_SHORT PROBLEM 1_. Count the lines of the records below that contain the string "wildlife", and give only that number.

--- TEXT PROVIDED ---

Building a LINQ IQueryable Provider - Part XII

This is the twelfth in a series of posts on how to build a LINQ IQueryable provider. If you have not read the previous posts you probably were born yesterday. How could you possibly make sense of this post without any context at all?  At least make an attempt. Sometimes I don't know why I bother.

Complete list of posts in the Building an IQueryable Provider series 

<Insert standard disclaimer for why there have been no updates on this for 'like' forever>

It's been so long since I last posted we must be up to Web 5.0 by now. I suspect there are not any actual web developers left. Its all just twitter application programming and cybernetic mind melds now. Does anybody still write code? In a text based language? Without an electric shunt wired directly into your cerebral cortex?  Nobody?

Sigh. I'm probably just talking to an empty internet; everyone's moved on to Planck Space. But since I've got nothing better to do, I might as well get on with it.

IQueryable Toolkit

One of the first things you'll notice when you take a look at the source is that I changed it quite a bit.  I moved code around, changed names gratuitously, added & removed classes and broke a lot of continuity with the prior versions. One of the biggest changes is that the code is no longer just a sample.  All those internal classes are public, the project builds as a DLL, the tests are hosted separately and the namespace is no longer 'Sample.'  Why, oh why would I do this?  Simple.

I originally started the project to give developers a structured hands-on walk through of the construction of an IQueryable provider; hoping to inspire many of you to build your own. (Many of you have.) The source code was made available so you could learn from it and as a cheap way to get you to debug it for me. (Many of you haven't.) And so you could take from it what you would, copy a class here, steal a method there, etc, to make your job easier to get your own LINQ to XYZ up off the  ground quicker.

Yet, I received so many requests to re-use the entire code base wholesale, that I now realize what you really want is a toolkit not just some sample code. As a toolkit it is still sample code. The sources are still there and you can take from it what you will.  Or you can build it into a shiny DLL and then build your code on top of it.  All the pieces I've built so far are publicly re-usable. Many of the classes have been enhanced for extensibility, so you can mix & match and override to your hearts content to build the system you want out of the pieces I already have.

How it breaks down

At the top there is a namespace 'IQ'.  I thought that it was cleaver & consise. Maybe someone out there will come up with a better one, something catchy, like a cold, and I'll feel compelled to catch it, fall under-the-weather for a few weeks and emerge blissfully sedated enough to go with it. Maybe. Under the 'IQ' namespace exists all the bits and pieces that are generally useful for any IQueryable impementation.  This is where you'll find the basic ExpressionVisitor class, the generic Query and base QueryProvider class.  You'll also get these:

ExpressionComparer - compares two expression trees for equality. immensely useful.

---

_SHORT PROBLEM 2_. Continue the post on building a LINQ IQueryable provider from the point where it stops above.

--- SOURCE DATA ---

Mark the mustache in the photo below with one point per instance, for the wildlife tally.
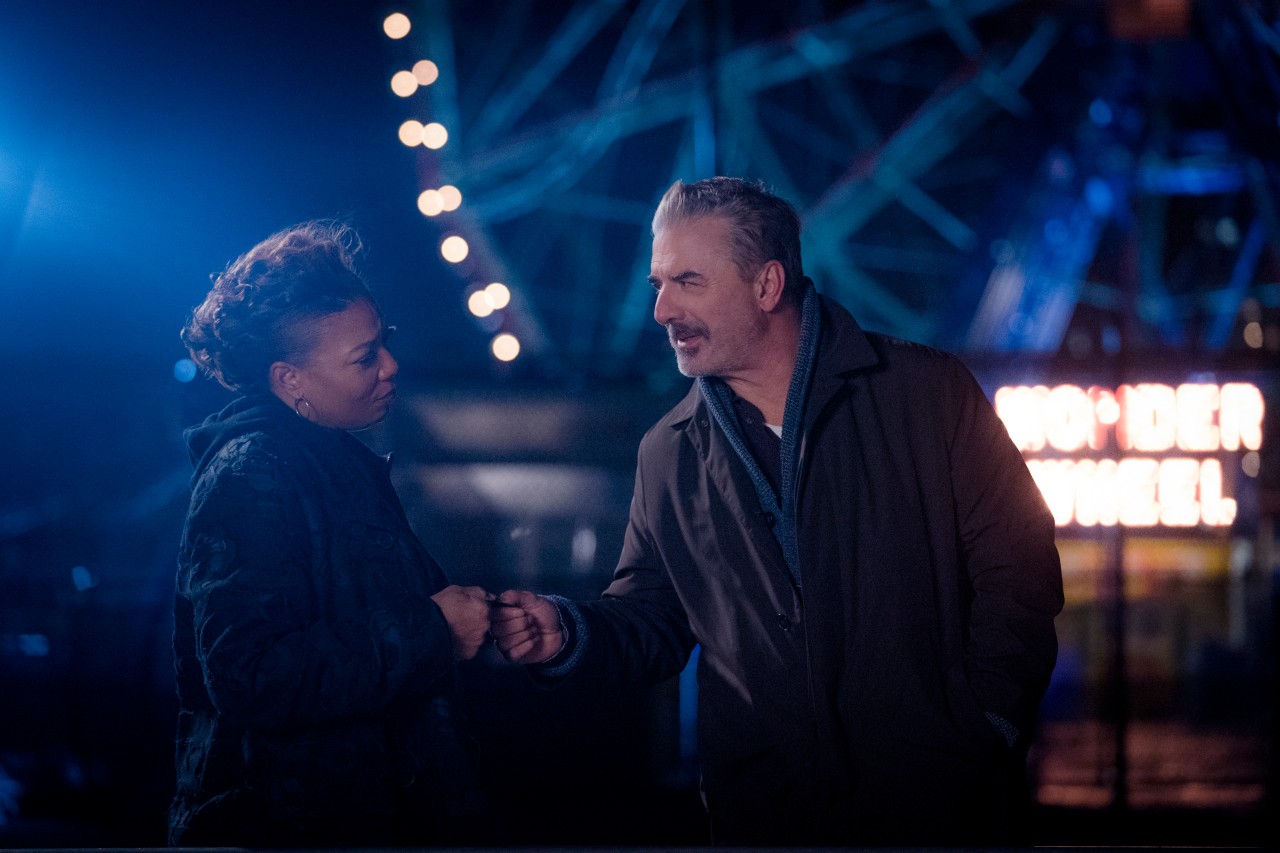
(676, 331)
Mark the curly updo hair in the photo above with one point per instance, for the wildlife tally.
(261, 308)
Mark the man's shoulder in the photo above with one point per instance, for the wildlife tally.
(666, 430)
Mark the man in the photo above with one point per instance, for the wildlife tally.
(842, 524)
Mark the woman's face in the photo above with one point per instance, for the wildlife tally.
(348, 377)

---

_EXERCISE ANSWER 1_. 5

_EXERCISE ANSWER 2_.
ExpressionWriter - Get a better translation of that narly expression tree into a  C#-ish syntax that you can actually read.  Helps debugging a lot.

Grouping - It's that dead simple implementation of the LINQ IGrouping interface. 

CompoundKey - A class that helps you represent compound key values.

ScopedDictionary - 'cuz I needed it and now you can have it too.  Works sort of like a Dictionary but with nested scopes.

TypeHelper - Used to be called TypeSystem (how pretentious of me).  Helps you know a few things about types.

DeferredList - An implementation of IList that enables deferred loading.  (Bells are probably ringing in your head about now.)

Nested inside this namespace is another one, called simply 'Data'  (I know, original, huh). In here you'll find all those other classes that made up most of my previous posts like the provider itself, DbQueryProvider, that works on top of any DbConnection.  To really understand what has gone on in my head you need to get into this class and look around.

Logically, it still does the same thing.  It primarily just implements the IQueryable.Execute method, converting query expressions into SQL commands, executing them using the DbConnection and translating the results into objects. That's all still there, its just been re-arranged a bit and made a lot more extensible.

How it is extended is the interesting bit that flavors everything else to come. The DbQueryProvider's brains are now fully pluggable. I took a look at what was going on during execution and broke it down into logically atomic steps. The prior version used to first translate the query, build a generic reader and then execute and return.  That's still sort-of what happens, but there's an even better break-down.

Queries are translated, but the translation goes through three distinct phases: 

1) mapping is applied

2) policy is enforced

3) the target query language has the last say. 

Each of these steps is pluggable.  How?  There are three new classes to get acquainted to.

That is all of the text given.